**WRITTEN PROBLEM**
Rewrite everything from the line containing "of the antenna" down to the end of the rows below, putting "mast" in place of "antenna" and leaving everything else as it stands.

**INPUT FOR THIS TASK**
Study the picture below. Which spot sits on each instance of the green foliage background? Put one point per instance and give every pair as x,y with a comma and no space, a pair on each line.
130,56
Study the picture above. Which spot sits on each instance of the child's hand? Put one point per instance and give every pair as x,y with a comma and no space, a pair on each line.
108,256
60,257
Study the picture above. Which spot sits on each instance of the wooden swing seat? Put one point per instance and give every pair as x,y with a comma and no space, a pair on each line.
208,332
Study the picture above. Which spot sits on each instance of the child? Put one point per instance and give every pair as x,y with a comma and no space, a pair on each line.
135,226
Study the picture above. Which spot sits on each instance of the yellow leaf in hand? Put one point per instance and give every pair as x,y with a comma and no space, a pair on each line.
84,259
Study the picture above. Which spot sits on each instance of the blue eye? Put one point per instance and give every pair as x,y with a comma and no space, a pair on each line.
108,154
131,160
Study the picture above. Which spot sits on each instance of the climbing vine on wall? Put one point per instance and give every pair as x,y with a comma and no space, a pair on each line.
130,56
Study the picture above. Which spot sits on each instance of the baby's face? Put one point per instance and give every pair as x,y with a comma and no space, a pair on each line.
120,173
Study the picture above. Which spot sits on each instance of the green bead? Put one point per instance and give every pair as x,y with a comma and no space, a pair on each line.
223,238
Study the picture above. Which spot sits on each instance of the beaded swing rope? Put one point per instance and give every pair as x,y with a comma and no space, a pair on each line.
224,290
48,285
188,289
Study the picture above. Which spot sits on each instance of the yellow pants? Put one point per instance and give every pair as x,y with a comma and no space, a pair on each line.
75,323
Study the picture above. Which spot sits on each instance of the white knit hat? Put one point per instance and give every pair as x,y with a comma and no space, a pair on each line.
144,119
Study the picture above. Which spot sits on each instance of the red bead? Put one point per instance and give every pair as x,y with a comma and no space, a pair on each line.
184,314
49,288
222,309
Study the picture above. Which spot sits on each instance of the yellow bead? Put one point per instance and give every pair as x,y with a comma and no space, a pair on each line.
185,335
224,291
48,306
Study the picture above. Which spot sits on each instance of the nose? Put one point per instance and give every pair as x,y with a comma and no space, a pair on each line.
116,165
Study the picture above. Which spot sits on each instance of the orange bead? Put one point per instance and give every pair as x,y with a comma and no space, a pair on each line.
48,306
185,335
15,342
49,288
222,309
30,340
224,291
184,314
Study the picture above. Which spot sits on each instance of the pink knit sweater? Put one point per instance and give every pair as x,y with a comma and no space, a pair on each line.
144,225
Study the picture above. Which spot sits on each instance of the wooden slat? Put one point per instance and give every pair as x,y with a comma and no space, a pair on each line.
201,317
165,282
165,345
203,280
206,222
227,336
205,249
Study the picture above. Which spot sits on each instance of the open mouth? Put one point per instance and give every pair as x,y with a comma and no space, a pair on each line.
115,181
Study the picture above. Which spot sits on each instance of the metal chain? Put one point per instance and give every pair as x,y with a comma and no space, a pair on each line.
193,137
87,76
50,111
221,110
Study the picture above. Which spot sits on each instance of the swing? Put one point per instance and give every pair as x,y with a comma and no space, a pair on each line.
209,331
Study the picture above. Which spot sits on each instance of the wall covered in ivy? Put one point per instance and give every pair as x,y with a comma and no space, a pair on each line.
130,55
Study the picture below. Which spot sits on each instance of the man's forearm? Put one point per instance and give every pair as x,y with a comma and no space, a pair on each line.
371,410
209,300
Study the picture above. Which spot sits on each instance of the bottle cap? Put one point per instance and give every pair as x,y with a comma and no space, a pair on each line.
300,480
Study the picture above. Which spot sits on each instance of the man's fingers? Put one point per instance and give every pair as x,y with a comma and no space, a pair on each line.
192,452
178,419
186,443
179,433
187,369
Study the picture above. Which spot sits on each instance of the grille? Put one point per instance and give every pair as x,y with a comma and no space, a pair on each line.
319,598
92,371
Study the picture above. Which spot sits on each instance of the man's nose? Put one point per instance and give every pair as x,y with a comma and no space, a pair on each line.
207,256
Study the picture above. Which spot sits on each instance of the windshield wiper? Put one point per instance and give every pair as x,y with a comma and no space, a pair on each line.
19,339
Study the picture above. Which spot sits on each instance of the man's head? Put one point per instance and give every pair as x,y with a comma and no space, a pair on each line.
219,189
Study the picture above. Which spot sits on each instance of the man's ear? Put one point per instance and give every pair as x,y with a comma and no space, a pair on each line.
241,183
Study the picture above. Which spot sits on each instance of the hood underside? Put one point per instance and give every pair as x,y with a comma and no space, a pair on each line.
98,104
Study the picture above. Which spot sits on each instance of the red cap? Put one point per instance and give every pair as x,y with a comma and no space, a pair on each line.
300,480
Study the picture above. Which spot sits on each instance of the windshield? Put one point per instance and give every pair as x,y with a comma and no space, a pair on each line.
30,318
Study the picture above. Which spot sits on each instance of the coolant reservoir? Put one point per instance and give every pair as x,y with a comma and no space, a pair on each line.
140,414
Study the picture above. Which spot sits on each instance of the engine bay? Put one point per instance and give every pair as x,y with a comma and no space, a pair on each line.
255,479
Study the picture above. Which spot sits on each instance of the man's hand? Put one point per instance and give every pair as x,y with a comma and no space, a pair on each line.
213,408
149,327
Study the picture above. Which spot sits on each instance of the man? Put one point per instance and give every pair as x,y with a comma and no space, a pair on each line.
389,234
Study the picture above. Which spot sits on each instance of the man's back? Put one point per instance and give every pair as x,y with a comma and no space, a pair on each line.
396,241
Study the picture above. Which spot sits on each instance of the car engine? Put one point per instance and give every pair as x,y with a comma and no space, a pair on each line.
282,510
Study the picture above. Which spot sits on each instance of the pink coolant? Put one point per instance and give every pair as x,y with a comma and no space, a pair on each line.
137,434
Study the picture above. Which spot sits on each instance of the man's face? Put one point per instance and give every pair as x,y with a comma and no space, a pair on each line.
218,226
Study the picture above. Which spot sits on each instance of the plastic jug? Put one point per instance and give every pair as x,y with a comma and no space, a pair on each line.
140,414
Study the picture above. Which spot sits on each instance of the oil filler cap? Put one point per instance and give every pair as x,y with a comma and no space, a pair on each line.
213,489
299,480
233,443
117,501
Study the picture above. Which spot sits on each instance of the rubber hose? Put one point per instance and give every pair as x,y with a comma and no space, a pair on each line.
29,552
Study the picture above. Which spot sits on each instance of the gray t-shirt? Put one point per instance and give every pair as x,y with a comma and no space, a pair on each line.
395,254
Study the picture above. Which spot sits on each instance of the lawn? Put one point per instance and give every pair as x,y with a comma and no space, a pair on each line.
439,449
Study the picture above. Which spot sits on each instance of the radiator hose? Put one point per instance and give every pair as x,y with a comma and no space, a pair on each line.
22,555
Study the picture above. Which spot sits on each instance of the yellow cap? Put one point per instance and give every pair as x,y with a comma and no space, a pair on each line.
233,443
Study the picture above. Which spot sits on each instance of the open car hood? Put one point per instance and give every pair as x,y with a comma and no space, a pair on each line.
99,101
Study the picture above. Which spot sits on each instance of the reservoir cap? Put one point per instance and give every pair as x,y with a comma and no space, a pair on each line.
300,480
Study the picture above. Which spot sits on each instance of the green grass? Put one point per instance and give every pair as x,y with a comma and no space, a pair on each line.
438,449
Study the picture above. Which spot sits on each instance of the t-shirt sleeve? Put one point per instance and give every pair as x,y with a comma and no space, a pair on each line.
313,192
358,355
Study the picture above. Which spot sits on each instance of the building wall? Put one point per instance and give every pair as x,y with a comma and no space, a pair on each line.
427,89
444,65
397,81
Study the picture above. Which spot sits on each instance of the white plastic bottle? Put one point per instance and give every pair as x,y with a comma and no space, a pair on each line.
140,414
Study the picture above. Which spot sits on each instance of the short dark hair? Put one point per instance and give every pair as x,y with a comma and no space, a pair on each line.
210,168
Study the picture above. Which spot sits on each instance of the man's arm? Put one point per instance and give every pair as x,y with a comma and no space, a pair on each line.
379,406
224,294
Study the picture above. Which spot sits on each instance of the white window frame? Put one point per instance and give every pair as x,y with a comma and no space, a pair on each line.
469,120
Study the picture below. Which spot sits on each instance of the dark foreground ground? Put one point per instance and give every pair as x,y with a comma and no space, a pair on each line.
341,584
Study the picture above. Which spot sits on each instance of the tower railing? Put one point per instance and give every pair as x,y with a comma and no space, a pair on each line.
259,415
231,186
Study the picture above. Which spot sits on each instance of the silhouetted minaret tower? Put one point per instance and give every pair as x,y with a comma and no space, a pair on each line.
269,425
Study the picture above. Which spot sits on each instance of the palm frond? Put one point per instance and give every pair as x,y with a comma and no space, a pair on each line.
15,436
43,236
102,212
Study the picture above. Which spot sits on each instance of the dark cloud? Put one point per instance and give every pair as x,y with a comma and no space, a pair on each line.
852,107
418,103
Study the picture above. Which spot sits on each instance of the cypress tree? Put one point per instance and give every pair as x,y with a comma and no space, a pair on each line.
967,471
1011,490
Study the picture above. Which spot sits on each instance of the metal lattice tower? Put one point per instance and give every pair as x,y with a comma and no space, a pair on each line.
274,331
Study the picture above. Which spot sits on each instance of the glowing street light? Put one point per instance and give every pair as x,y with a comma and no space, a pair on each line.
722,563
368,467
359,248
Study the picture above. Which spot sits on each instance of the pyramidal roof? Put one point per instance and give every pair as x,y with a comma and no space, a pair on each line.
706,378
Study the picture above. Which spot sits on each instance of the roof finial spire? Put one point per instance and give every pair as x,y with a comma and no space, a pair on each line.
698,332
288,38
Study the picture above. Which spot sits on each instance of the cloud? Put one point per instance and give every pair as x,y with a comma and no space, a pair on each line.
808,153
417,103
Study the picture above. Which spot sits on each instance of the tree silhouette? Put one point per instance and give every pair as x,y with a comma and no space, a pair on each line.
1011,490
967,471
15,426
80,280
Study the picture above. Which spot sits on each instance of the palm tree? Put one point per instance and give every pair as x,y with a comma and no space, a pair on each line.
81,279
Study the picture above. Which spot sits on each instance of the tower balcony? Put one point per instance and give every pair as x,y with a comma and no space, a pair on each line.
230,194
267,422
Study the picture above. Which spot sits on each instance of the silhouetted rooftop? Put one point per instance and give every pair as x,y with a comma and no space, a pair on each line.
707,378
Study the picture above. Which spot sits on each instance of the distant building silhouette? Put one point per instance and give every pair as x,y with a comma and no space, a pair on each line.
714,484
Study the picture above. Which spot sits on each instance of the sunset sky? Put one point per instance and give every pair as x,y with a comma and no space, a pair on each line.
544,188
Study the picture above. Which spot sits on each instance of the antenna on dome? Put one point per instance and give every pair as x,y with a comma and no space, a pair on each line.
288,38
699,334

**EXERCISE ANSWER**
Study the picture above. Which spot sits on each instance of the mast on dome? Put one point per instance and give every pair as x,y with a comma and no space, a pair on each line.
288,38
699,334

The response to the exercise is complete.